Data items.
BEGIN

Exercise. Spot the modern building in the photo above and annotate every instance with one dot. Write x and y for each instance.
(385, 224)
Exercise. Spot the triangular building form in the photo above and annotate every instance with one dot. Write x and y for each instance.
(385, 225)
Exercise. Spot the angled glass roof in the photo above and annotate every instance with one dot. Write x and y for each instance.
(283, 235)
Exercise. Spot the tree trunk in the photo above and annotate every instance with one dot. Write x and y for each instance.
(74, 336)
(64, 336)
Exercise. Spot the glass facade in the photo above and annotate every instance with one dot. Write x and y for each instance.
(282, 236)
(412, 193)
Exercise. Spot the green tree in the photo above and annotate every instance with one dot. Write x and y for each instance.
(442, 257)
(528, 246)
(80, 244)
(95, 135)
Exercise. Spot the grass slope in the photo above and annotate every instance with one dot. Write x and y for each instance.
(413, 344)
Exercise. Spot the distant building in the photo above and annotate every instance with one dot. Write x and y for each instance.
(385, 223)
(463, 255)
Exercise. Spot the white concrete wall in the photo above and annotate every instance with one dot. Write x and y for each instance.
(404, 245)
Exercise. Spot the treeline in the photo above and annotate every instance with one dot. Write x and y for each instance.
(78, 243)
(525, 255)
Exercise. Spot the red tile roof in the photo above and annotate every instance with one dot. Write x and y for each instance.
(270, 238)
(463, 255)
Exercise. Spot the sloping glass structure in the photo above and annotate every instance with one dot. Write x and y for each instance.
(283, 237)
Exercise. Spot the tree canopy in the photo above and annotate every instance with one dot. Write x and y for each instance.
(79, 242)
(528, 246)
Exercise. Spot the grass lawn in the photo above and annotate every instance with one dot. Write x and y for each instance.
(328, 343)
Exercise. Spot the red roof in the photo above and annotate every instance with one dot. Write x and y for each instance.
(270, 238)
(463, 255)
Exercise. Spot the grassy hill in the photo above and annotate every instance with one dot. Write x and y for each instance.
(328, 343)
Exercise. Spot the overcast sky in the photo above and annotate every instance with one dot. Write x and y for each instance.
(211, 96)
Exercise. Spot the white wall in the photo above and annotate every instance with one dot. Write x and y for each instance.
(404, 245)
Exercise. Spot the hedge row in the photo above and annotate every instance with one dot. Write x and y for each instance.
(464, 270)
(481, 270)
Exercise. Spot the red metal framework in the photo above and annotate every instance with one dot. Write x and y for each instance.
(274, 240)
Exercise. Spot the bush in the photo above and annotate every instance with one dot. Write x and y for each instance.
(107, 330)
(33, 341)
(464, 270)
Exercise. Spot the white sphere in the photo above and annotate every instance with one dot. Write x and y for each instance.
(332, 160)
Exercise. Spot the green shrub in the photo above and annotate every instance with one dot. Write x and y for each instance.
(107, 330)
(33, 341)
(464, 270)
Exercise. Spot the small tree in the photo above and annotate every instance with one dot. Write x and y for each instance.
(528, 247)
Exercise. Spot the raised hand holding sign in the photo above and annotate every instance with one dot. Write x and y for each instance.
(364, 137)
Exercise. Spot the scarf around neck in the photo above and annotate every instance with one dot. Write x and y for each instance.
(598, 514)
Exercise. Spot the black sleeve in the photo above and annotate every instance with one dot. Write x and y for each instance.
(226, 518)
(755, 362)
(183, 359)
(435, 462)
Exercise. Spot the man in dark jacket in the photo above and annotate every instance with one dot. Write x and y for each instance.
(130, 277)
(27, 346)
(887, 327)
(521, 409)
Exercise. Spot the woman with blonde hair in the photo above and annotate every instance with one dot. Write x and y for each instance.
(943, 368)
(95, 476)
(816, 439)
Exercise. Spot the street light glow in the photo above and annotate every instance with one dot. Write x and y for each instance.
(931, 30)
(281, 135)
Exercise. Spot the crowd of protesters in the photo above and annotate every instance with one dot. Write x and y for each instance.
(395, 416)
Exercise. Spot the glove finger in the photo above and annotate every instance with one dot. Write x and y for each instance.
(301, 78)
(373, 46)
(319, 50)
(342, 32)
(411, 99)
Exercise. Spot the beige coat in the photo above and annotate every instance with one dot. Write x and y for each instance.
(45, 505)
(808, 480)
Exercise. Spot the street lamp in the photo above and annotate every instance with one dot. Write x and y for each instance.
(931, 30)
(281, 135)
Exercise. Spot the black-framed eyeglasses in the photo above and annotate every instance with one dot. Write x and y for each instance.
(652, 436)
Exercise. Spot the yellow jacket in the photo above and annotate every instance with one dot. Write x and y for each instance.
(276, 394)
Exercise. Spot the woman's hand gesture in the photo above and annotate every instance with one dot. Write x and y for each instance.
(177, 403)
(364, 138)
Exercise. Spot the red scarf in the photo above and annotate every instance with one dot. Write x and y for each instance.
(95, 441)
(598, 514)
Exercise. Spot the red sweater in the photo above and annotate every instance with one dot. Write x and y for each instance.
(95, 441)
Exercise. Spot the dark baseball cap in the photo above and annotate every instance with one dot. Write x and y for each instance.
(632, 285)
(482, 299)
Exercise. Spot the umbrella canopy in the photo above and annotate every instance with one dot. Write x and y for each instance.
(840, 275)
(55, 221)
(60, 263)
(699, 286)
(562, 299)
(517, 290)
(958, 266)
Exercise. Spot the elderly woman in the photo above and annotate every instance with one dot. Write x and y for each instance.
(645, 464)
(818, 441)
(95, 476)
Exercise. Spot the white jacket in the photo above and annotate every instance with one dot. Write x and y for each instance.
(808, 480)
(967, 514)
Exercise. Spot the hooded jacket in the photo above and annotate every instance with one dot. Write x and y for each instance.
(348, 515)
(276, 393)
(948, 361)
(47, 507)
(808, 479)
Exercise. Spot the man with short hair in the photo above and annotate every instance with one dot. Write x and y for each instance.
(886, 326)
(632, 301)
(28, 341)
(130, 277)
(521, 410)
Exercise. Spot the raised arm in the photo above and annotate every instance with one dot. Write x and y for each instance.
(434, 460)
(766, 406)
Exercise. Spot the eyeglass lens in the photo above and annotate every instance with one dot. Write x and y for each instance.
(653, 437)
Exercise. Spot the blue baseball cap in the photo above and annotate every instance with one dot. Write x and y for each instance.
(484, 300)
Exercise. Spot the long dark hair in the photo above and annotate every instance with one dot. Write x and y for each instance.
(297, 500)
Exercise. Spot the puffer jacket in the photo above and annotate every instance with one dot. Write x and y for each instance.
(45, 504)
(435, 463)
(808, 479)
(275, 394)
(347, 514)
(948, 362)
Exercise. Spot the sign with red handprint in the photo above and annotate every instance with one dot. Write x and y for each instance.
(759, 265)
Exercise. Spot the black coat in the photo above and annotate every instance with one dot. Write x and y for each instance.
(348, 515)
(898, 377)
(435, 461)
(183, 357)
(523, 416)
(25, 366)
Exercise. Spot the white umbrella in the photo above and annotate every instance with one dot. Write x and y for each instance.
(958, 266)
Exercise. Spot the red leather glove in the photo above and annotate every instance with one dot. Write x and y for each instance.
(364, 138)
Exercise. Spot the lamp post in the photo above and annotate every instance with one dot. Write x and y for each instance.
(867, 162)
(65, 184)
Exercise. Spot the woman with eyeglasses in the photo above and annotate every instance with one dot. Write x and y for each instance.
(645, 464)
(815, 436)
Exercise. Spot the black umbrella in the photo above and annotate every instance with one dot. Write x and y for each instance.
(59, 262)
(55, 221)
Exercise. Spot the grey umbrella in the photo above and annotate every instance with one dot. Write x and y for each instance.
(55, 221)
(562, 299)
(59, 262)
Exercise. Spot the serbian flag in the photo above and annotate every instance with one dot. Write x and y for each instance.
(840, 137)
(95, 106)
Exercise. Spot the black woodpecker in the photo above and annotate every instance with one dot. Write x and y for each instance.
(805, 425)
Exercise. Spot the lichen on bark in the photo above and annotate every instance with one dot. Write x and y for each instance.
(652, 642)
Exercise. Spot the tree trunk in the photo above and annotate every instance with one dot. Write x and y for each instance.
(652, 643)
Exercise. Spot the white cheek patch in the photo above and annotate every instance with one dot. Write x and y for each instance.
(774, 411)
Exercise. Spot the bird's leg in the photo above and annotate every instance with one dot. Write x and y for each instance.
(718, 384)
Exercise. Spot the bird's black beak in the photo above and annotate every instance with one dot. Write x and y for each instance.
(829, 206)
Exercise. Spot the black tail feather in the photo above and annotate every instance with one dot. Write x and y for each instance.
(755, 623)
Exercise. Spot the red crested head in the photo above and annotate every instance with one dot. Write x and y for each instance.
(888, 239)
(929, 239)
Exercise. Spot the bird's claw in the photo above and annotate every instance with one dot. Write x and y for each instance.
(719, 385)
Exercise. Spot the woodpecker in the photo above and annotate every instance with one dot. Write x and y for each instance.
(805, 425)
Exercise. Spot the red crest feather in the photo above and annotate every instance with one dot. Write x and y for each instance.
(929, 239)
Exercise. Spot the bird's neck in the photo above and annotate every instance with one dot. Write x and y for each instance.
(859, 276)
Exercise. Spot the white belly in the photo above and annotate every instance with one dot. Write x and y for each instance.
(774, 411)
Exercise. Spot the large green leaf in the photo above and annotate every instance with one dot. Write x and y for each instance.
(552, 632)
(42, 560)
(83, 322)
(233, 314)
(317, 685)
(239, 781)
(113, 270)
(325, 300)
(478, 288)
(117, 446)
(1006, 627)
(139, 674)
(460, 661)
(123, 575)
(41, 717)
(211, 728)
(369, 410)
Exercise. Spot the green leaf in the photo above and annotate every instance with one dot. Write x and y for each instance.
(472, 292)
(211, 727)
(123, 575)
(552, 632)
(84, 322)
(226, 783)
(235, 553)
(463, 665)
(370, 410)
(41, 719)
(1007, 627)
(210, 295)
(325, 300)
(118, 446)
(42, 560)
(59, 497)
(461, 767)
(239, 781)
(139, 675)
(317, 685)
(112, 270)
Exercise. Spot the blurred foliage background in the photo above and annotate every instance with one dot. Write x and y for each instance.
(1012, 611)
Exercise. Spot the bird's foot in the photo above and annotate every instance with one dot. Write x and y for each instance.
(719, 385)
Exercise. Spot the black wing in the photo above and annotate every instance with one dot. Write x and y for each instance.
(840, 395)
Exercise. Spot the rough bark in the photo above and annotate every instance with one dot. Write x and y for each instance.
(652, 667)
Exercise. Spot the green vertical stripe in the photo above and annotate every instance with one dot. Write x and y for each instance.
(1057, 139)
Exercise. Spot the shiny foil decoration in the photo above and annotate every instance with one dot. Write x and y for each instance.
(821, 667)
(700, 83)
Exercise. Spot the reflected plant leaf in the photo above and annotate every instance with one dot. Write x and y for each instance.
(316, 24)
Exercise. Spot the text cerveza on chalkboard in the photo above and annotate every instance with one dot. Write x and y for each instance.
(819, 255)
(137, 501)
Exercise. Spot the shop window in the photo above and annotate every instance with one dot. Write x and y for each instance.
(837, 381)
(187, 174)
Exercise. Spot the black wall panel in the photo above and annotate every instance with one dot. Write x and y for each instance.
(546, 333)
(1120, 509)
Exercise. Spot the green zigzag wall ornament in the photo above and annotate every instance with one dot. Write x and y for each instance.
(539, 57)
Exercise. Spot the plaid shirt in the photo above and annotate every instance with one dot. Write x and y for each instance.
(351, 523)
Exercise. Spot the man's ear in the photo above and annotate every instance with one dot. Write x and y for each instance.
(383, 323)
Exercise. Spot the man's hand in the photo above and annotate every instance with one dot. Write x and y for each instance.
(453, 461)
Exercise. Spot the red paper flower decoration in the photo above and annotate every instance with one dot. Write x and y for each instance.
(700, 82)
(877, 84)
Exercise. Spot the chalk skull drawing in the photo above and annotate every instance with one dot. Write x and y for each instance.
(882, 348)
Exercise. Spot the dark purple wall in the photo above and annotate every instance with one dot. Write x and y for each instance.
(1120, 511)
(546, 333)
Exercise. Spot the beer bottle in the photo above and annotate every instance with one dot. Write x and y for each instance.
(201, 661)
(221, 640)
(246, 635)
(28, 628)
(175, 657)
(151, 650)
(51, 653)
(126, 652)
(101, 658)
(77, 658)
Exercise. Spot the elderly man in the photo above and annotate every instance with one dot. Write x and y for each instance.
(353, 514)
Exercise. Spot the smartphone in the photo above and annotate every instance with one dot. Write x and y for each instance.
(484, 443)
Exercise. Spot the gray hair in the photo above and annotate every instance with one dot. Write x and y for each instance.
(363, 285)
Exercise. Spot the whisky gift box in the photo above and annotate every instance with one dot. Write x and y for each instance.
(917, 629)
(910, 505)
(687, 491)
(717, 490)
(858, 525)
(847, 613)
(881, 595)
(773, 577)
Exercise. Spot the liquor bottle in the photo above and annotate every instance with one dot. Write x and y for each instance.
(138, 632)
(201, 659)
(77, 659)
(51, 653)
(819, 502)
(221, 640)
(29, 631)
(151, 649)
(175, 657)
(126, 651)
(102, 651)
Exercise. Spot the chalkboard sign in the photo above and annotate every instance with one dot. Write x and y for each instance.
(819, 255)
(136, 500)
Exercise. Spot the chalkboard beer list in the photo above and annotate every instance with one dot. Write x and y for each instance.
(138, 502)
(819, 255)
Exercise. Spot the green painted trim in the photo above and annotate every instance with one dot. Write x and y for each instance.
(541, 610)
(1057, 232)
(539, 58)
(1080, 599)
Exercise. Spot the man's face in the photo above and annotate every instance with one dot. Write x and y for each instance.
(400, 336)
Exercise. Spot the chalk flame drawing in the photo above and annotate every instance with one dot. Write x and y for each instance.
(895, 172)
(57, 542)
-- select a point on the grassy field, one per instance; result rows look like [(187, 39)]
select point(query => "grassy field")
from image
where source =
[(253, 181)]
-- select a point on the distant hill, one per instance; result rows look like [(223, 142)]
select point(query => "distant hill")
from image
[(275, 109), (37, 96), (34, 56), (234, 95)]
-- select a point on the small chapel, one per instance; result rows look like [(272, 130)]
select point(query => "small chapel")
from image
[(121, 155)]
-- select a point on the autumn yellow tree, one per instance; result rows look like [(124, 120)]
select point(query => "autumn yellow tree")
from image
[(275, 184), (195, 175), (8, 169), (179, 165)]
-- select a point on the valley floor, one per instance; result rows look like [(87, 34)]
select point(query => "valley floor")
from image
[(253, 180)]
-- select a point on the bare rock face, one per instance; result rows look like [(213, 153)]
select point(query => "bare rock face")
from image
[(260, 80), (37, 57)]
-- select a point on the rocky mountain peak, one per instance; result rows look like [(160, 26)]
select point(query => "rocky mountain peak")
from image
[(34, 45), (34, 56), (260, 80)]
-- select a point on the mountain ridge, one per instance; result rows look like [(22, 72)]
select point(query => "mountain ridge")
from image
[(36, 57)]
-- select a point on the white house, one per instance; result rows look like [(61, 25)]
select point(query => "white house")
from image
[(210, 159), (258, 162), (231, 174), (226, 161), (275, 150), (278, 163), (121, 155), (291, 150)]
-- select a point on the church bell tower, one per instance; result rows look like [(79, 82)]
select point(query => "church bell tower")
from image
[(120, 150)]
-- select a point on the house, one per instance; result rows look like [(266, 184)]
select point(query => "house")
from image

END

Task statement. All lines in the records above that contain "bare" are to be reported.

Reply to the exercise.
-- select a point on the bare rock face, one per instance; result rows look like [(213, 153)]
select point(query => "bare rock face")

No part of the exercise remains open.